From the material below, pull out each line that contains the word "Drop", matching case exactly.

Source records
════════════════════

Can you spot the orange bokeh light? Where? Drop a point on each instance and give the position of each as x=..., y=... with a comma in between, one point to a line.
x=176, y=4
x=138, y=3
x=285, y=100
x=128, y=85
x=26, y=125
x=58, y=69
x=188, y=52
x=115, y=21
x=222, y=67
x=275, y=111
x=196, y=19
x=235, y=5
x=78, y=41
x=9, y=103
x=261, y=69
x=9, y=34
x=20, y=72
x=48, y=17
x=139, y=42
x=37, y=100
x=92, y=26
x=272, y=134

════════════════════

■ **Answer for the task**:
Can you spot the orange bokeh light? Where? Drop a point on each instance and give the position of each as x=..., y=... with a comma in between, one point to a line.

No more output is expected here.